Xq (torch.Tensor, optional) – (m x d) global reference set. If not provided, a Sobol sequence is generated. Default is None.
- Returns:
Dictionary of constructed inputs for global lookahead acquisition functions.
- Return type:
Dict[str, Any]
aepsych.acquisition.lookahead_utils module¶
- aepsych.acquisition.lookahead_utils.posterior_at_xstar_xq(model, Xstar, Xq, posterior_transform=None)[source]¶
Evaluate the posteriors of f at single point Xstar and set of points Xq.
- Parameters:
model (GP) – The model to evaluate.
Xstar (torch.Tensor) – (b x 1 x d) observation point.
Xq (torch.Tensor) – (b x m x d) reference points.
posterior_transform (PosteriorTransform, optional) – Optional transformation to apply to the posterior. Default: None.

(Dataset)
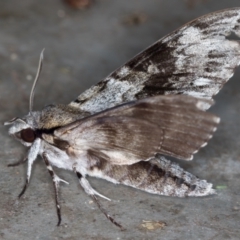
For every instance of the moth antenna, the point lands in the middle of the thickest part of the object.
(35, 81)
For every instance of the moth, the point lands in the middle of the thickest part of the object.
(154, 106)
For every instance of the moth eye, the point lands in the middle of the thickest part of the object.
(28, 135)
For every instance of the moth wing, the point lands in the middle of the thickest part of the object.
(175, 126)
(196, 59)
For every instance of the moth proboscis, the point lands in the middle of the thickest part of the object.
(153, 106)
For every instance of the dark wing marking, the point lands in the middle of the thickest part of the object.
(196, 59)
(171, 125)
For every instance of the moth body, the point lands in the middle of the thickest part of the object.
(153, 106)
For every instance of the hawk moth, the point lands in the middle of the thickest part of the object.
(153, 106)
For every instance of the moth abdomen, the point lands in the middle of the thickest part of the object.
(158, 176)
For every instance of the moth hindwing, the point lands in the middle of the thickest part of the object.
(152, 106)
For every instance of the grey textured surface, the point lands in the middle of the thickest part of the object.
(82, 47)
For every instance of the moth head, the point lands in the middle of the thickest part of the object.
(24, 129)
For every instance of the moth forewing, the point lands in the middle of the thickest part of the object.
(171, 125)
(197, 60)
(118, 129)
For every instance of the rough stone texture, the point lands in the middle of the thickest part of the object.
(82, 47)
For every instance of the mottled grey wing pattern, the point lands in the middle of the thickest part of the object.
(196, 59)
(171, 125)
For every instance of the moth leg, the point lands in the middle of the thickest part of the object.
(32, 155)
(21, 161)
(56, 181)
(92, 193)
* * *
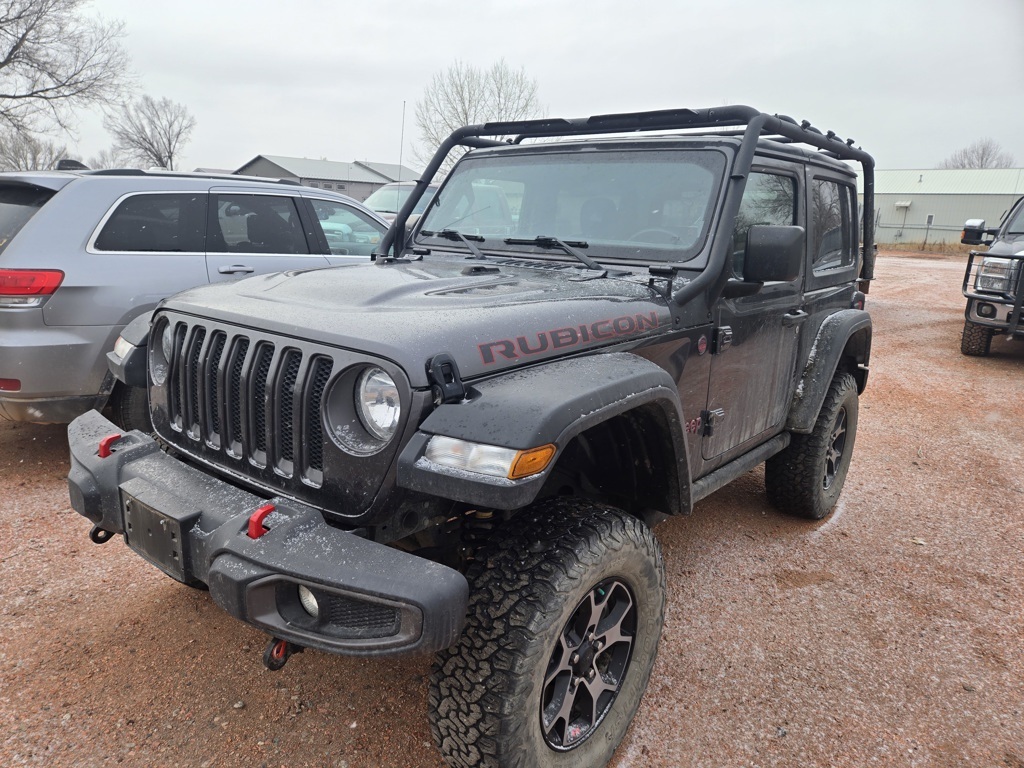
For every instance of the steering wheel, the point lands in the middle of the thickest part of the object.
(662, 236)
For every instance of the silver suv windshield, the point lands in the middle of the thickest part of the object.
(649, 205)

(Exercise requirements) Copy out the passage of the aepsych documentation above from "Xq (torch.Tensor, optional)" to "model to evaluate.".

(Task answer)
Xq (torch.Tensor, optional) – (m x d) global reference set. If not provided, a Sobol sequence is generated. Default is None.
- Returns:
Dictionary of constructed inputs for global lookahead acquisition functions.
- Return type:
Dict[str, Any]
aepsych.acquisition.lookahead_utils module¶
- aepsych.acquisition.lookahead_utils.posterior_at_xstar_xq(model, Xstar, Xq, posterior_transform=None)[source]¶
Evaluate the posteriors of f at single point Xstar and set of points Xq.
- Parameters:
model (GP) – The model to evaluate.